+++ Texte à lire

Les Six doivent se réunir pour débattre d’un renforcement des sanctions contre l’Iran. On parle beaucoup d’une hostilité russe à de nouvelles sanctions. On pourrait envisager d’étendre l’option aux Chinois. La première est d’une efficacité très limitée, la seconde n’est pas acquise. | Décodages |



Il y a 6 mois, la Russie s’était opposée à de nouvelles sanctions en affirmant que la surveillance vidéo de l’AIEA ne montrait aucune activité nucléaire suspecte en Iran. Elle avait alors proposé de faire confiance aux mollahs tout en renforçant cette surveillance. Dans son dernier rapport, l’AIEA affirme qu’elle a pu renforcer cette surveillance avec l’aide de l’Iran. Sur la base de ce succès de son approche, Moscou a encore renouvelé son hostilité à de nouvelles sanctions avant d’appeler à une nouvelle solution négociée globale qui traiterait l’Iran en ami et non en suspect dans tous les domaines le concernant comme par exemple la stabilité du Moyen-Orient.

La Russie fait de son mieux pour protéger le régime des mollahs qui est son allié stratégique dans la région. Cette protection n’a rien de philanthropique : la Russie a besoin de ce régime pour interdire tout accès sécurisé vers l’Asie Centrale afin que cette région gazière reste dépendante de la Russie pour le transit de son gaz vers ses clients principalement Européens. Si la région s’ouvrait, la Russie serait privée d’importants revenus, mais aussi de son rôle de leader du marché gazier mondial. Ce serait la fin des rêves de grandeur de la Russie.

++++++

**Énoncé du problème:**
Pourriez-vous écrire la suite du texte sur l'opposition russe aux sanctions contre l'Iran, en reprenant après sa dernière phrase ?

+++ Données fournies

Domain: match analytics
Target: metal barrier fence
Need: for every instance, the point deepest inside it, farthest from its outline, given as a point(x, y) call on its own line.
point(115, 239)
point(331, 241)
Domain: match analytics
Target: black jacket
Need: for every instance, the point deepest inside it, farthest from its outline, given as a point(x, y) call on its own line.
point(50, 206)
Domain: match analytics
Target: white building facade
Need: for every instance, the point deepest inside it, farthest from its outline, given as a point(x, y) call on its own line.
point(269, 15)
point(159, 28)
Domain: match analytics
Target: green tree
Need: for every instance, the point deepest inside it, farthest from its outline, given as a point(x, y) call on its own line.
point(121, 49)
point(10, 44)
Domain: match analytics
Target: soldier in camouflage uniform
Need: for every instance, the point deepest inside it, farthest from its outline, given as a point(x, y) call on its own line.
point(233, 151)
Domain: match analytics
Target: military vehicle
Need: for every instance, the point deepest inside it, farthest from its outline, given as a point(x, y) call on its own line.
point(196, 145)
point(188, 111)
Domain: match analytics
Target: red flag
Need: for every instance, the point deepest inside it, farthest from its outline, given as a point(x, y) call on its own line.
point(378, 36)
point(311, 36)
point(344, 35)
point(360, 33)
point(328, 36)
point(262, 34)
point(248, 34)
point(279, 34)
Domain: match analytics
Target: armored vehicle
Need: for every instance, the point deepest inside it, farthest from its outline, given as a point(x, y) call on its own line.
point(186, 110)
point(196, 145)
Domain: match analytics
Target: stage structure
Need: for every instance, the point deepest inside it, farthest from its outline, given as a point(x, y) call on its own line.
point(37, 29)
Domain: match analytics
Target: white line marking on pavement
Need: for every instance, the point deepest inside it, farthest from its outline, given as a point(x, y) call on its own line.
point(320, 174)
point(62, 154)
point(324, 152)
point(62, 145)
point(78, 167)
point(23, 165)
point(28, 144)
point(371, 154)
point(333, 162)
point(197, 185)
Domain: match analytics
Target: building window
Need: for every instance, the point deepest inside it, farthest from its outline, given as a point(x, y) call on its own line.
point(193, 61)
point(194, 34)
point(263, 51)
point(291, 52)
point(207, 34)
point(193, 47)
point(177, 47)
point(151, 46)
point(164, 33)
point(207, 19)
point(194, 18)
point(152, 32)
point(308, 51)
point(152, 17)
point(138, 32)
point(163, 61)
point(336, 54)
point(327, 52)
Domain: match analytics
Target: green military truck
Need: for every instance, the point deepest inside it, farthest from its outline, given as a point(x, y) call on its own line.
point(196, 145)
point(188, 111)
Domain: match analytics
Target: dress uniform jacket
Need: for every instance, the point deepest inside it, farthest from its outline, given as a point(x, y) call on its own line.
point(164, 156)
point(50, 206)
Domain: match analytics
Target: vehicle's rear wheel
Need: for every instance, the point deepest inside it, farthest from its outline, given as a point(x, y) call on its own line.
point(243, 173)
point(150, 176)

++++++
+++ Données fournies

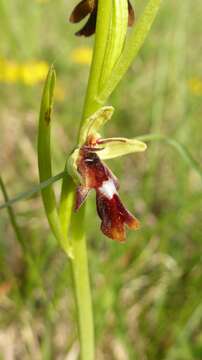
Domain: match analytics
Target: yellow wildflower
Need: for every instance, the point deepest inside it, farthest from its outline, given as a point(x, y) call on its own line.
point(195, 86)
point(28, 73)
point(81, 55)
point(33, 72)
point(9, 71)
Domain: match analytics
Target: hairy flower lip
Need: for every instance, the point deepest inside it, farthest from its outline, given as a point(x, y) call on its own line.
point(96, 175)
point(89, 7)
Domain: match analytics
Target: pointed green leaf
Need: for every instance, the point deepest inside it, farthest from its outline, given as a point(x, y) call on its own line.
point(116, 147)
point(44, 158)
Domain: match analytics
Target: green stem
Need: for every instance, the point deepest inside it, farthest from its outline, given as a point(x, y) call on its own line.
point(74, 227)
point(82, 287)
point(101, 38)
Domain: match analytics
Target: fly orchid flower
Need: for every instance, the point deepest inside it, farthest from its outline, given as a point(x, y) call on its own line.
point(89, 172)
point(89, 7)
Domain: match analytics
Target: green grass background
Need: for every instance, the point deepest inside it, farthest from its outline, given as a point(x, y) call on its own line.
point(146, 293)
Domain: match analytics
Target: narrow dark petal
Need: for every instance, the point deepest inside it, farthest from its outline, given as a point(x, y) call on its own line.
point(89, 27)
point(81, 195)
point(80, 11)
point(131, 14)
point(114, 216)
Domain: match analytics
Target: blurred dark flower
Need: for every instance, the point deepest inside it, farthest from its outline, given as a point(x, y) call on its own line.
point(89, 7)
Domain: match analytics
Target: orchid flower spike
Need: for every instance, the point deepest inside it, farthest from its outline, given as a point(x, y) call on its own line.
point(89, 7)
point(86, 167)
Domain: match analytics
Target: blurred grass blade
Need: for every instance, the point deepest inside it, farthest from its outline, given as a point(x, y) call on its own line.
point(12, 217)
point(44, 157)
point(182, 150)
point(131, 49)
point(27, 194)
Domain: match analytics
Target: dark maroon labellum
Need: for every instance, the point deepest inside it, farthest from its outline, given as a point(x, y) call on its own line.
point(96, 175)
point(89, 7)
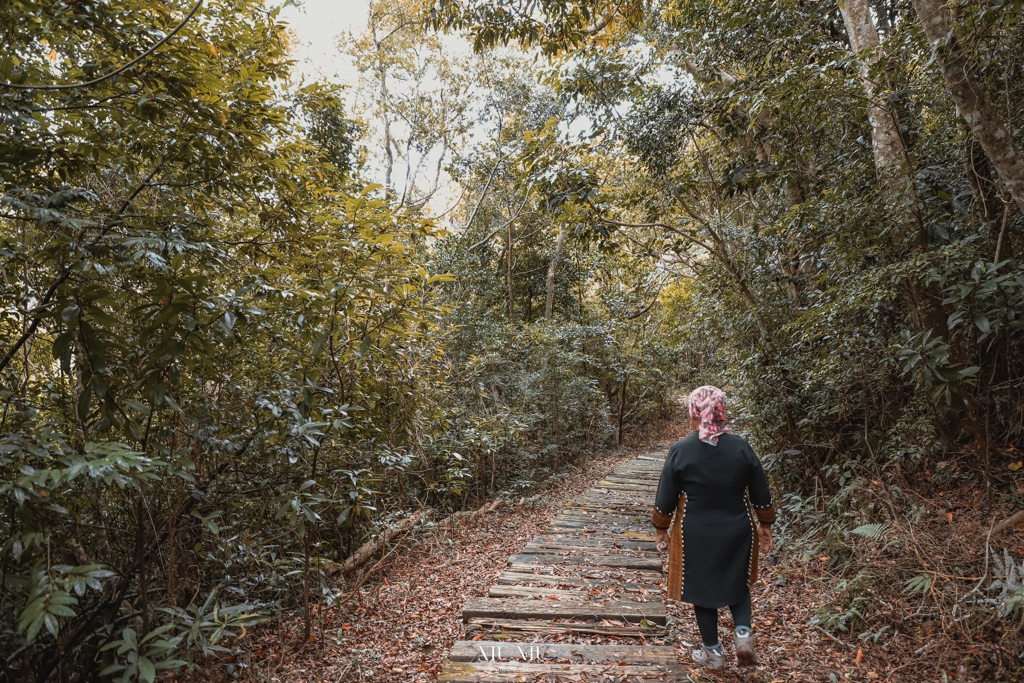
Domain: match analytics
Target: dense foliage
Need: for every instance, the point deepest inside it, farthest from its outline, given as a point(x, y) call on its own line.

++++++
+++ Données fournies

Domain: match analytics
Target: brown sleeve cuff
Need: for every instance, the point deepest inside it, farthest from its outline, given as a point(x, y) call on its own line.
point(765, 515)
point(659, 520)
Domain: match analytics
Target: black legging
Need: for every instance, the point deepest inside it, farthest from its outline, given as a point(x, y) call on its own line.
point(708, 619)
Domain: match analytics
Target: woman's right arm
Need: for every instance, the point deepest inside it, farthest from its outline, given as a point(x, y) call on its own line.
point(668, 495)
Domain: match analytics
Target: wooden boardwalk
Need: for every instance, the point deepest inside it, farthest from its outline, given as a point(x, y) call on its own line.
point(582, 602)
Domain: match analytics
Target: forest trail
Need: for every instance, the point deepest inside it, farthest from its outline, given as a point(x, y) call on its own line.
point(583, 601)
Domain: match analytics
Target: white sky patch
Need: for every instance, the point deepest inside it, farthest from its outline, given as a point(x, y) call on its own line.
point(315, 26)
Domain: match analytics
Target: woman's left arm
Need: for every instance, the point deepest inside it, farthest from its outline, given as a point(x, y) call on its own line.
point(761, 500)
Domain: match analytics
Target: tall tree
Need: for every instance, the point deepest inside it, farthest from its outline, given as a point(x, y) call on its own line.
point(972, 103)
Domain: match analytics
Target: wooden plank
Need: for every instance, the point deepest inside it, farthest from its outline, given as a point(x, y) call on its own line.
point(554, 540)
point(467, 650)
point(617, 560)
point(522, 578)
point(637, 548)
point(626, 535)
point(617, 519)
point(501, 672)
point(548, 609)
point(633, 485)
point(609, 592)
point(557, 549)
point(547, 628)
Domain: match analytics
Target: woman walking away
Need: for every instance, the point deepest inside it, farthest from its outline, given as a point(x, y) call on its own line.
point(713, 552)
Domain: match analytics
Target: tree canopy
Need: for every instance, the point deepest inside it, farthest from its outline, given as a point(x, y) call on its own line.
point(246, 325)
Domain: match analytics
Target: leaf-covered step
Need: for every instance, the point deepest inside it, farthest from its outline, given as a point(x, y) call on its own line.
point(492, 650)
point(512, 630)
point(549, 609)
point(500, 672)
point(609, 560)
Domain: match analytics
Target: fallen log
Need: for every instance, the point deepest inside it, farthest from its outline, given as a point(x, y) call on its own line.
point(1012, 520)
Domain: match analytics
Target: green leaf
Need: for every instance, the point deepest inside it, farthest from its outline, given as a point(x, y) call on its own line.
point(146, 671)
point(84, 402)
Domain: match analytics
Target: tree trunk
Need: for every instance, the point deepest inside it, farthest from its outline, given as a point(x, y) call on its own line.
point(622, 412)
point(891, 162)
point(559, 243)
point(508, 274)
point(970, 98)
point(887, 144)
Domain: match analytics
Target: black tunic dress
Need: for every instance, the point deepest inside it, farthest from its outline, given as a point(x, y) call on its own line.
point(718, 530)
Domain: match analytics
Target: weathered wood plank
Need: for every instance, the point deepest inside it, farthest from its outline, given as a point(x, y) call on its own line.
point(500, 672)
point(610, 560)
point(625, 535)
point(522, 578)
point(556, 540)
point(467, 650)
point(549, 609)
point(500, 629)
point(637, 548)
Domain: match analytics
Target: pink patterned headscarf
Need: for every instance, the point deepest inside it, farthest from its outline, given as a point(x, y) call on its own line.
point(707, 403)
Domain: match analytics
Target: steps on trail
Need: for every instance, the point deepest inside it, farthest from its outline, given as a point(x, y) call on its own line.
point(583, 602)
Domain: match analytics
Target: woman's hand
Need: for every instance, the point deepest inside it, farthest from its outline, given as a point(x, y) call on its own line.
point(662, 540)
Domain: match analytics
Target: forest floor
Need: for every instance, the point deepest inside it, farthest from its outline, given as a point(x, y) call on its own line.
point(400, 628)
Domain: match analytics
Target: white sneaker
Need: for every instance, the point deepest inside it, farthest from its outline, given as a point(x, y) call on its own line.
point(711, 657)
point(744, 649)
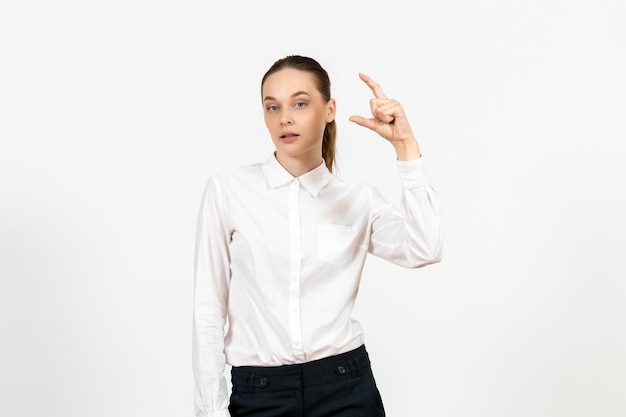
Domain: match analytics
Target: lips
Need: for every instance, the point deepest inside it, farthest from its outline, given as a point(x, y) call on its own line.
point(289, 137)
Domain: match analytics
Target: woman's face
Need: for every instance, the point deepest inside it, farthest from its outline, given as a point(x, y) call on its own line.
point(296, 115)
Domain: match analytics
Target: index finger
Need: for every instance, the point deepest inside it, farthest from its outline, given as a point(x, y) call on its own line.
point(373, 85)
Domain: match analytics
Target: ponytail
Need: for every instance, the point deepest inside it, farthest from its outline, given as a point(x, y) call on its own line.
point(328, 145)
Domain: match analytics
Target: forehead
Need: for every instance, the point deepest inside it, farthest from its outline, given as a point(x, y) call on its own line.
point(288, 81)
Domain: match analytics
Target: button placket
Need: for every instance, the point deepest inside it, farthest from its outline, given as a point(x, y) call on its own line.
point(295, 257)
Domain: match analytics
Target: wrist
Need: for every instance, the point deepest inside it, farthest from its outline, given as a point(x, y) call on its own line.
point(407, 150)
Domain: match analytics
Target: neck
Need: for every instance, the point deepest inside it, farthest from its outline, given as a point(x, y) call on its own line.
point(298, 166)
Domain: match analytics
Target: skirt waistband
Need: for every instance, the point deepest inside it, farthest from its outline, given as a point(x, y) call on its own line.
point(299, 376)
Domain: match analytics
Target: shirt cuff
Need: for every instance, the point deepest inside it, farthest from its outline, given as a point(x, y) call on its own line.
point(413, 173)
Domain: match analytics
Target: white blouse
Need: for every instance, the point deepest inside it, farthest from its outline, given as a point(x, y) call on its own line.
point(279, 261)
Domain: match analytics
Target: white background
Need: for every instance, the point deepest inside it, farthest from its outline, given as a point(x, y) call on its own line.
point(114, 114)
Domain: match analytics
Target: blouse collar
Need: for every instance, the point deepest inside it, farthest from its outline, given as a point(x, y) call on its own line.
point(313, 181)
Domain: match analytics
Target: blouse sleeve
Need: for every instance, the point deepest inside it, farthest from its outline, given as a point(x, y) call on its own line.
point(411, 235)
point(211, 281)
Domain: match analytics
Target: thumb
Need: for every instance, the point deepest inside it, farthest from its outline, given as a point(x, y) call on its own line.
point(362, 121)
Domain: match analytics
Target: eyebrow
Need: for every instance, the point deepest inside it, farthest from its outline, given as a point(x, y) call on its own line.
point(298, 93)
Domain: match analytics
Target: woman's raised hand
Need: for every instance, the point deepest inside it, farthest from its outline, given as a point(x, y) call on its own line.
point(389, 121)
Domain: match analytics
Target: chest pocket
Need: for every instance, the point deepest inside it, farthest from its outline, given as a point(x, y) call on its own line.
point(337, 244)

++++++

**Réponse attendue:**
Tout repose sur l’Iran, un pays qui peut lâcher la Russie pour lui ravir ce grand rôle gazier dans la région. Ce serait d’ailleurs facile, mais il faudrait que ce pays accepte la main tendue par les Occidentaux qui lui propose de devenir leur principal fournisseur de gaz. Mais le fait est que l’Iran est dirigé par un régime faible et sans base populaire qui craint cette ouverture. Le régime des mollahs ne peut pas s’ouvrir. Affaibli à l’intérieur, il se maintient grâce à des milices armées disposées autour d’Israël qui menacent cet allié de Washington et promettent d’embraser la région si l’on s’avisait à menacer les mollahs.

Si les mollahs sont effectivement très intéressés par un rôle régional important dans le domaine du gaz à la place de la Russie, ils ne peuvent cependant pas accepter une entente aussi alléchante qu’elle soit sans le droit de préserver leur arme de dissuasion régionale : le Hamas et le Hezbollah. Dans le langage diplomatique, c’est ce que Téhéran appelle la reconnaissance de son rôle régional. Cette exigence définitivement incompatible avec les intérêts américains bloque tout.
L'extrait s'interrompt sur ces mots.